Determine how many lines in the records below contain "banner", then state that number alone.
--- Recorded data ---
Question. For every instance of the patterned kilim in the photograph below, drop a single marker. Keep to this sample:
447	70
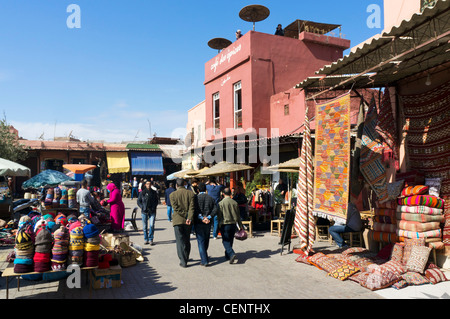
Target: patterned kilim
332	158
427	118
304	222
371	165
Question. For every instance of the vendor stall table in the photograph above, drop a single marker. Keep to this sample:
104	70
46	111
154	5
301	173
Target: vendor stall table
9	272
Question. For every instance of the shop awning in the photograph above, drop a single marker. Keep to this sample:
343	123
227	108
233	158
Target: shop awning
144	163
117	162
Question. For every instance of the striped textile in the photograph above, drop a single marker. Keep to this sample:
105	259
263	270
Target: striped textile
383	237
304	222
423	218
387	228
419	210
422	200
417	226
411	234
385	212
371	162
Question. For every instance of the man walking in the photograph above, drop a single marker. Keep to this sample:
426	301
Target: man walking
207	209
183	204
228	218
134	187
147	202
84	199
167	193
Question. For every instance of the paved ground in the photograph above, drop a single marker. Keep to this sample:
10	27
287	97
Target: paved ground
260	273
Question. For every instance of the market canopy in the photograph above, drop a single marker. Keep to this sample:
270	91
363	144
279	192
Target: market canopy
47	178
225	167
9	168
79	168
144	163
117	162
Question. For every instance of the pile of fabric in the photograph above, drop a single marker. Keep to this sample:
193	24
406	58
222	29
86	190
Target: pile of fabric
72	202
396	265
91	245
76	244
43	249
24	247
420	215
60	248
64	201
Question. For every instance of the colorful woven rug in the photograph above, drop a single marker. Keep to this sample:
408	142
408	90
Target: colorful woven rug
371	165
304	222
332	158
427	129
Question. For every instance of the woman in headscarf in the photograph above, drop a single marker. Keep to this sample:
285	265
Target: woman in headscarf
117	207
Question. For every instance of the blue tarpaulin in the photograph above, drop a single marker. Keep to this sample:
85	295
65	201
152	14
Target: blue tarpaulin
145	163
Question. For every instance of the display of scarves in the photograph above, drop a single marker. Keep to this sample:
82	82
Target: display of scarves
387	128
332	158
371	163
304	222
427	130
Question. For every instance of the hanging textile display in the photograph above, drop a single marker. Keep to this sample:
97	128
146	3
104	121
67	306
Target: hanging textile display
387	128
371	163
332	158
427	130
304	222
356	179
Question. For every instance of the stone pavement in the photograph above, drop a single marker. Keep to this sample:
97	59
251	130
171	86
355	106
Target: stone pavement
260	273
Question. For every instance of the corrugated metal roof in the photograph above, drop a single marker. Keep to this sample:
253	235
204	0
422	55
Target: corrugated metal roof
415	45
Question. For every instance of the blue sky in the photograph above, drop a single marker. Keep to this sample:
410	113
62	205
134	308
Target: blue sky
131	62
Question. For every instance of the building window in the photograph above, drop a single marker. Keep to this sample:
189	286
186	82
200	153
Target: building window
216	112
237	105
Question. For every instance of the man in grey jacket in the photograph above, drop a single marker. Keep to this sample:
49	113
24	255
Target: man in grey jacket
229	216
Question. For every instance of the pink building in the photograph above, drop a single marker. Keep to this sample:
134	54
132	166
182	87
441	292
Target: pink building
246	83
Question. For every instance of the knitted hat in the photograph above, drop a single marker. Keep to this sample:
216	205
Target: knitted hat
90	230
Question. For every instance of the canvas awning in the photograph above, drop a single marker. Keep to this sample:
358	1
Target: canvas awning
414	46
144	163
117	162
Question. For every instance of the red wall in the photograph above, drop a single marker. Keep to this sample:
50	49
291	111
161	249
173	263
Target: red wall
266	65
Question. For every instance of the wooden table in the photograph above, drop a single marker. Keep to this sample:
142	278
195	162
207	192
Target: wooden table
9	272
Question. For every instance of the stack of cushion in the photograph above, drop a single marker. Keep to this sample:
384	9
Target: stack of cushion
91	245
63	202
60	249
72	202
384	222
48	202
76	244
61	219
57	197
419	215
24	249
43	249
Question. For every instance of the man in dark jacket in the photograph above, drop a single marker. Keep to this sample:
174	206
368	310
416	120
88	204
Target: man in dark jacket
183	204
147	202
206	210
167	193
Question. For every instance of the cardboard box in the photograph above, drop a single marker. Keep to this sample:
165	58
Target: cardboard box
106	278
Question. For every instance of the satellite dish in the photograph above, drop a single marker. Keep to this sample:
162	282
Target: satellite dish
254	13
219	43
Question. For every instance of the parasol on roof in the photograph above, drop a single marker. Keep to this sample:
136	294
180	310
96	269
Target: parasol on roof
47	178
10	168
79	168
219	43
223	168
254	13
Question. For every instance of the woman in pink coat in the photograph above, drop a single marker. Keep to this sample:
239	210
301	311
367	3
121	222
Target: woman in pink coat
117	207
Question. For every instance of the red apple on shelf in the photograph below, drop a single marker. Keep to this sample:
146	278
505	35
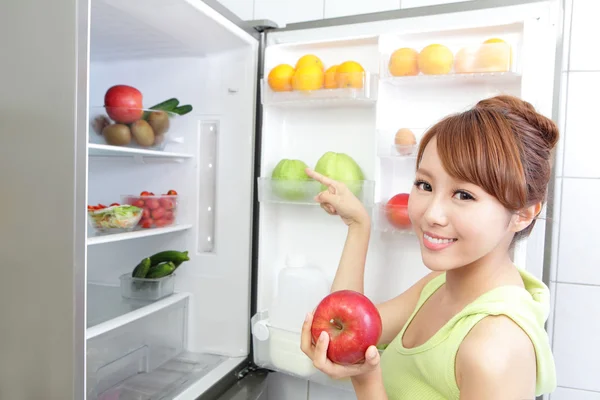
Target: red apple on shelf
396	211
352	322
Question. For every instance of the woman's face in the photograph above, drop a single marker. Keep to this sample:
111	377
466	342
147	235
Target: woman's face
457	223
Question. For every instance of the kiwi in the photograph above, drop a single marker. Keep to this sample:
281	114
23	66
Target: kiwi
159	121
117	134
142	133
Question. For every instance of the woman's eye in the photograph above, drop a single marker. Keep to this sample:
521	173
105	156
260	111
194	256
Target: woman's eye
460	195
423	186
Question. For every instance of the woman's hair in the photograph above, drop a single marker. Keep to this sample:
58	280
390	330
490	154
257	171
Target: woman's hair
502	145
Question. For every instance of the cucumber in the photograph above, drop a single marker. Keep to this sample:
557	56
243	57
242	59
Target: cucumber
142	268
177	257
167	105
182	110
161	270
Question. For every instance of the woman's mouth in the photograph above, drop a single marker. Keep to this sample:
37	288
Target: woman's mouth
434	242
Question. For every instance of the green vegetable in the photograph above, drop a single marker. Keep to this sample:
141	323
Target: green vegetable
289	179
176	257
161	270
182	110
341	167
142	268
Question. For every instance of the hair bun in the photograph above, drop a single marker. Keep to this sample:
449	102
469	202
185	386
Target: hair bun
517	110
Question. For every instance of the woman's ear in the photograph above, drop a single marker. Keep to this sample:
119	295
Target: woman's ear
523	218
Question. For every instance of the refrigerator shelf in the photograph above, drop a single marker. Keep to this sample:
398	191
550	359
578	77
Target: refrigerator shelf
303	192
279	350
117	237
382	216
365	96
492	78
106	150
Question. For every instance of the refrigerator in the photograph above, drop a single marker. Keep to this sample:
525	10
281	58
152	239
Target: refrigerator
68	320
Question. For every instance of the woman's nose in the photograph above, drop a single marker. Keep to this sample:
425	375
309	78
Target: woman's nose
435	214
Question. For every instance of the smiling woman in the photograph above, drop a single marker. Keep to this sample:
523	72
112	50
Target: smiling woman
481	181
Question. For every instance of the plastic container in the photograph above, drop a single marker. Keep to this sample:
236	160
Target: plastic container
147	289
300	288
143	128
157	211
106	220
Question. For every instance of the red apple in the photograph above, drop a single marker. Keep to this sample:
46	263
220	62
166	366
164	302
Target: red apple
396	211
123	104
352	322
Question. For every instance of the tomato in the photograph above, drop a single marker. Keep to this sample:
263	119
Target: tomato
146	223
158	213
152	204
161	222
123	104
166	203
396	211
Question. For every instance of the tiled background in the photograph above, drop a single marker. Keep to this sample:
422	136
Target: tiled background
574	325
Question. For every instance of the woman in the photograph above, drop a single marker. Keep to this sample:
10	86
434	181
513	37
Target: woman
473	328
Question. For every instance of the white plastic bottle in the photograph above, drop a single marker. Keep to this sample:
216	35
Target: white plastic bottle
300	288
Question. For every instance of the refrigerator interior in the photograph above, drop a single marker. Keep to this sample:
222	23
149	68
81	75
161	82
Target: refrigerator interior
180	345
362	123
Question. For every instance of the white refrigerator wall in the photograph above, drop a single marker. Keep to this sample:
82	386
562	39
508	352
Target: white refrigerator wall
575	272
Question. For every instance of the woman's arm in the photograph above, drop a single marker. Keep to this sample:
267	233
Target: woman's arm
496	361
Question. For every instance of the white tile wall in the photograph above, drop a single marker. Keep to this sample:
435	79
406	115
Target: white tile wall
574	394
585	32
576	333
578	251
288	11
340	8
582	139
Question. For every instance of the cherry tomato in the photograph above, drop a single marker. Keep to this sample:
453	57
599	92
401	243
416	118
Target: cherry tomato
146	223
153	204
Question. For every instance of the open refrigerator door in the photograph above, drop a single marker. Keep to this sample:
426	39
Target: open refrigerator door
168	266
373	107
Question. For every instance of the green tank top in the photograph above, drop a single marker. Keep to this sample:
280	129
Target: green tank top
426	372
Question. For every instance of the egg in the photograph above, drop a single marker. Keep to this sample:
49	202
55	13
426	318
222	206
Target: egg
405	141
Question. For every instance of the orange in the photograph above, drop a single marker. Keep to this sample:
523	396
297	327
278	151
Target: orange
310	77
280	78
494	55
435	59
330	82
350	74
403	62
309	60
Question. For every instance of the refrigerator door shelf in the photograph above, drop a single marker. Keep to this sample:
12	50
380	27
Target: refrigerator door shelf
303	192
279	350
360	92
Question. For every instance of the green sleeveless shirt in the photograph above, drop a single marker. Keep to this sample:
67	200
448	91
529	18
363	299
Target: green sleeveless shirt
426	372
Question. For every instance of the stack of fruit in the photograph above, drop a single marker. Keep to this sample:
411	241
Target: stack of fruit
493	55
157	211
127	119
310	74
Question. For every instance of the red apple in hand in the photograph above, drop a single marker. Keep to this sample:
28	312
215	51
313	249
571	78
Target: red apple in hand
396	211
352	322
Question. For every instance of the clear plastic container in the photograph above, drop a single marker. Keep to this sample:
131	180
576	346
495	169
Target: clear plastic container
157	211
300	288
141	128
147	289
303	192
358	88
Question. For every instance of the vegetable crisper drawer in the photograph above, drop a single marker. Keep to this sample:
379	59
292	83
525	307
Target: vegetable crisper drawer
139	346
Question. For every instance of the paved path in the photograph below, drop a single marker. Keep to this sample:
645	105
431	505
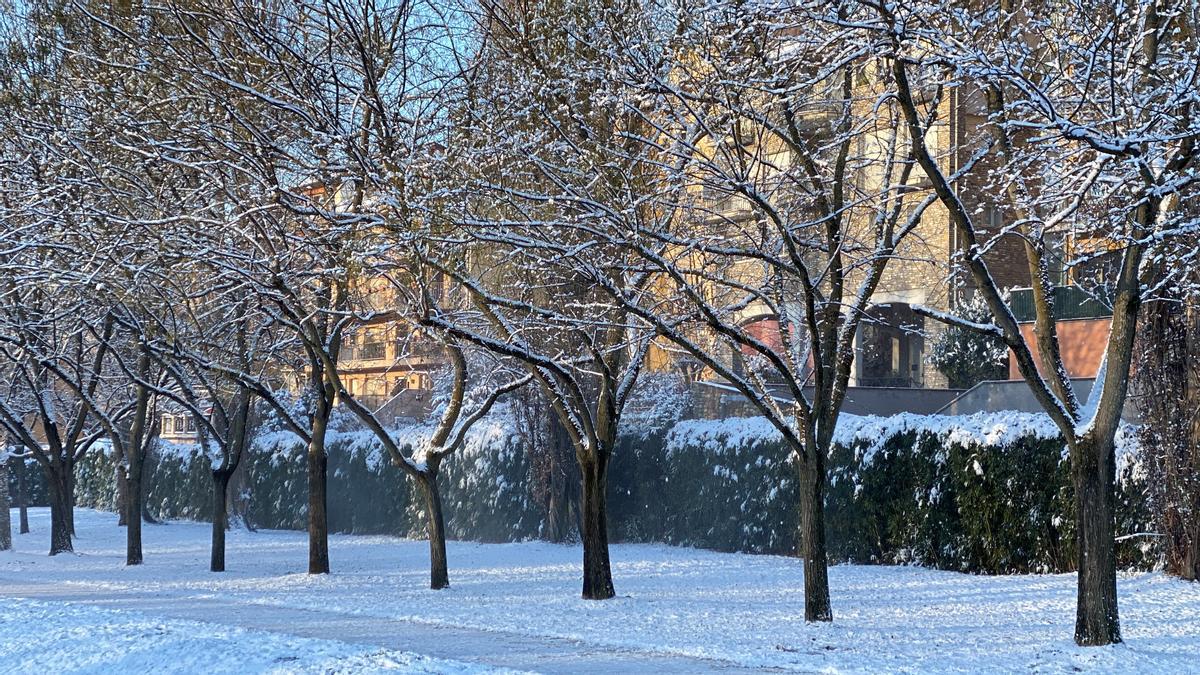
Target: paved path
509	650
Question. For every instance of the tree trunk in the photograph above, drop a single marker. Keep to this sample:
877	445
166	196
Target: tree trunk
597	568
1093	472
813	541
5	514
439	575
133	515
220	519
318	518
60	532
22	496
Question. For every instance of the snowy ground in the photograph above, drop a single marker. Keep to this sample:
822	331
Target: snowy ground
517	605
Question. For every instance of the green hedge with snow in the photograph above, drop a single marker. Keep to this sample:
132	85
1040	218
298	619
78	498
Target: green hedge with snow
985	493
988	493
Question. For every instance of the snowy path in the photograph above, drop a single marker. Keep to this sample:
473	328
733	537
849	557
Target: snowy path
495	649
517	605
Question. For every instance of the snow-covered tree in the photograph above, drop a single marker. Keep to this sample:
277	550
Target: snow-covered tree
1089	127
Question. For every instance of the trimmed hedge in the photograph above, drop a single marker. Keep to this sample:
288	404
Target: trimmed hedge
988	494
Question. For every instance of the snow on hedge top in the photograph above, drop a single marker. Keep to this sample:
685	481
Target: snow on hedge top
869	434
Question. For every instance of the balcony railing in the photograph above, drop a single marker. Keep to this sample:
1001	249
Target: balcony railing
1069	302
365	352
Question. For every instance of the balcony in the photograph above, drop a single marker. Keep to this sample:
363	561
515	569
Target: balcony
1069	302
365	352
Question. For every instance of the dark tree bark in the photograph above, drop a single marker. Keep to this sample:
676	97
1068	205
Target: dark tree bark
813	545
1093	476
597	568
439	574
133	513
220	518
318	515
60	531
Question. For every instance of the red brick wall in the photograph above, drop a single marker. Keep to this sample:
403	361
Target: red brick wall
1081	341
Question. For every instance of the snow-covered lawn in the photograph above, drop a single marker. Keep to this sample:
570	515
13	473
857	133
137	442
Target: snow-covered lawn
735	609
39	637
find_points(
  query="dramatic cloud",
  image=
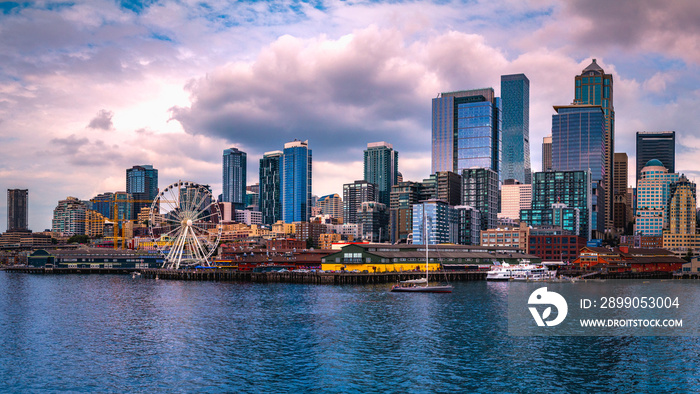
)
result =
(103, 120)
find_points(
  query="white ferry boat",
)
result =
(501, 272)
(522, 272)
(534, 274)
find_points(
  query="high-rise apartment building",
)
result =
(469, 219)
(403, 196)
(514, 197)
(578, 144)
(331, 205)
(466, 131)
(142, 185)
(578, 136)
(373, 219)
(561, 198)
(354, 194)
(547, 153)
(17, 209)
(622, 211)
(595, 87)
(235, 163)
(515, 96)
(381, 167)
(104, 204)
(681, 235)
(69, 217)
(480, 191)
(295, 182)
(270, 200)
(653, 190)
(439, 219)
(448, 187)
(659, 145)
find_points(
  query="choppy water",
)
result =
(91, 333)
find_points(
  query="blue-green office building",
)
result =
(515, 98)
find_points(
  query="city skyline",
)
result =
(92, 88)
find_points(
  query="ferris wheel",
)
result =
(184, 223)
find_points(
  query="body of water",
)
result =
(92, 333)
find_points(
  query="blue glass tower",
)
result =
(466, 131)
(515, 96)
(381, 164)
(578, 139)
(234, 177)
(295, 182)
(593, 86)
(270, 200)
(142, 185)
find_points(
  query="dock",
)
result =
(321, 278)
(225, 275)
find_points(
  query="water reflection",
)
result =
(118, 334)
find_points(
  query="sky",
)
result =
(91, 88)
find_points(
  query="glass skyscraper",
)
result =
(653, 190)
(571, 188)
(142, 185)
(466, 131)
(595, 87)
(440, 220)
(480, 190)
(295, 182)
(547, 153)
(578, 138)
(17, 208)
(515, 96)
(656, 145)
(381, 164)
(235, 163)
(270, 200)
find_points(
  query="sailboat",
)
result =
(421, 285)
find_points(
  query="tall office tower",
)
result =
(104, 204)
(578, 133)
(653, 190)
(480, 190)
(235, 163)
(514, 197)
(373, 218)
(69, 217)
(595, 87)
(515, 96)
(17, 208)
(295, 182)
(469, 225)
(403, 196)
(448, 187)
(659, 145)
(142, 185)
(466, 131)
(331, 205)
(578, 138)
(270, 200)
(547, 153)
(572, 188)
(354, 194)
(620, 208)
(381, 167)
(681, 235)
(440, 220)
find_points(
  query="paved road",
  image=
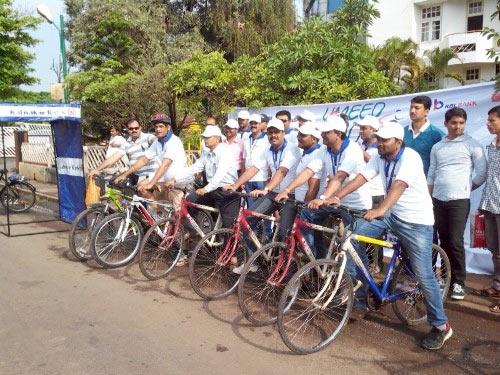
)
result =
(58, 316)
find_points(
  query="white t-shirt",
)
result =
(415, 204)
(351, 162)
(287, 157)
(173, 149)
(254, 152)
(314, 161)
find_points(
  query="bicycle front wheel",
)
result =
(212, 263)
(260, 288)
(160, 249)
(20, 196)
(115, 240)
(80, 233)
(411, 309)
(310, 316)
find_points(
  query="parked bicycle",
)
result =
(317, 301)
(17, 194)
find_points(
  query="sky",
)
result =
(48, 47)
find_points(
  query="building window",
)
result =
(474, 16)
(472, 74)
(431, 23)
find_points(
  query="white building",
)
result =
(435, 23)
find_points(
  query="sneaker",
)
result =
(458, 292)
(436, 338)
(183, 260)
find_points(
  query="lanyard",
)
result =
(387, 166)
(311, 149)
(275, 155)
(336, 156)
(165, 139)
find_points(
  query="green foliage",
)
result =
(14, 60)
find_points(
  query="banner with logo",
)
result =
(476, 100)
(66, 127)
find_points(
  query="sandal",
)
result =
(489, 292)
(495, 309)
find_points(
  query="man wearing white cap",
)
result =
(254, 155)
(407, 212)
(220, 169)
(342, 161)
(307, 183)
(243, 124)
(234, 142)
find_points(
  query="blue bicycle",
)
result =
(316, 303)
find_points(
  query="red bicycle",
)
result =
(213, 267)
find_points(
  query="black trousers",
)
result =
(228, 204)
(451, 217)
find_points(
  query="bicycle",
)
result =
(116, 238)
(220, 252)
(268, 270)
(164, 242)
(317, 301)
(81, 228)
(17, 195)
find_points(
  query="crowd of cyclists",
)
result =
(414, 180)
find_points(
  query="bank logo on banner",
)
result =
(70, 166)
---
## Solution to the exercise:
2